(Source data)
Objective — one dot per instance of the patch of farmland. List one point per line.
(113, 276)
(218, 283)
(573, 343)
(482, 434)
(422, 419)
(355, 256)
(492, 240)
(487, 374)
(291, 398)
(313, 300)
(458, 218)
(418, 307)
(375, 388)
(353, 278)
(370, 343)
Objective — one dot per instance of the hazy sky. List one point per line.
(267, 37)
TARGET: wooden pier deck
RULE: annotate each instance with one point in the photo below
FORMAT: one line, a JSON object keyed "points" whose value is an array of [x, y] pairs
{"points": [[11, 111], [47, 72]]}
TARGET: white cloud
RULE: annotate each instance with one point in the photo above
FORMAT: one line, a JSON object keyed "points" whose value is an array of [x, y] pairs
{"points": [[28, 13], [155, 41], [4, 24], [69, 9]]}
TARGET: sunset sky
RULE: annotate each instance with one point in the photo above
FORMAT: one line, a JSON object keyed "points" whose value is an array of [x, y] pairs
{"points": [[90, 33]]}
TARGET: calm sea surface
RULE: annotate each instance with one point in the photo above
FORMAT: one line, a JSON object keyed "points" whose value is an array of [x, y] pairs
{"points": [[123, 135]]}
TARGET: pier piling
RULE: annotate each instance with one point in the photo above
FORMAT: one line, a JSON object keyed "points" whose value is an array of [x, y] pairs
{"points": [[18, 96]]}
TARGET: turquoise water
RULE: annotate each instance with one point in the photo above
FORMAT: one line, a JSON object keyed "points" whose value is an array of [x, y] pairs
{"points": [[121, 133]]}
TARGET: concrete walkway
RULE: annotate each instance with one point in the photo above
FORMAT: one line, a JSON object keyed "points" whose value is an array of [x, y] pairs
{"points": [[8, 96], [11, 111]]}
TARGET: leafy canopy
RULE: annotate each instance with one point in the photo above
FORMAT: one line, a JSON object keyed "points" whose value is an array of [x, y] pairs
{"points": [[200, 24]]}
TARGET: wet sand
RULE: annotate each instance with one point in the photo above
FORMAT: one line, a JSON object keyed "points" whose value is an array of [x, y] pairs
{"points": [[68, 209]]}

Work task | Each entry is to be retyped precisely as it stands.

Answer to this task |
Objective — one dot per instance of the patch of farmland. List one point per line.
(113, 276)
(218, 283)
(573, 343)
(482, 434)
(422, 419)
(355, 256)
(492, 240)
(487, 374)
(291, 398)
(313, 300)
(458, 218)
(418, 307)
(375, 388)
(353, 278)
(370, 343)
Objective — one dot per instance of the hazy sky. List one point per line.
(267, 37)
TARGET: wooden pier deck
RULE: annotate each instance with one point in the photo below
FORMAT: one line, a JSON object keyed "points" whose value is an array of [x, y] pairs
{"points": [[11, 111], [47, 72]]}
TARGET: white cloud
RULE: annotate each instance with one point in the photo above
FORMAT: one line, a JSON object keyed "points" whose value is an array of [x, y] pairs
{"points": [[28, 13], [155, 41], [4, 24], [69, 9]]}
TARGET: sunset sky
RULE: annotate each instance with one point in the photo above
FORMAT: one line, a JSON object keyed "points" whose value is an array of [x, y] pairs
{"points": [[90, 33]]}
TARGET: calm sea surface
RULE: annotate each instance with one point in the photo above
FORMAT: one line, a JSON object keyed "points" whose value is an array of [x, y] pairs
{"points": [[123, 135]]}
TARGET: pier piling
RULE: annotate each instance with one point in the photo above
FORMAT: one line, a JSON object keyed "points" whose value is an array of [x, y] pairs
{"points": [[18, 96]]}
TARGET: turquoise water
RULE: annotate each instance with one point in the photo above
FORMAT: one line, a JSON object keyed "points" whose value is an array of [x, y] pairs
{"points": [[121, 133]]}
TARGET: concrete walkway
RULE: annotate each instance with one point in the photo above
FORMAT: one line, a JSON object keyed "points" whose value is an array of [x, y] pairs
{"points": [[8, 96], [11, 111]]}
TARGET: leafy canopy
RULE: annotate each instance with one point in the photo above
FORMAT: one line, a JSON object keyed "points" whose value is an array of [x, y] pairs
{"points": [[200, 24]]}
TARGET: wet sand
RULE: annotate each instance with one point in the photo above
FORMAT: one line, a JSON object keyed "points" whose value is an array of [x, y] pairs
{"points": [[68, 209]]}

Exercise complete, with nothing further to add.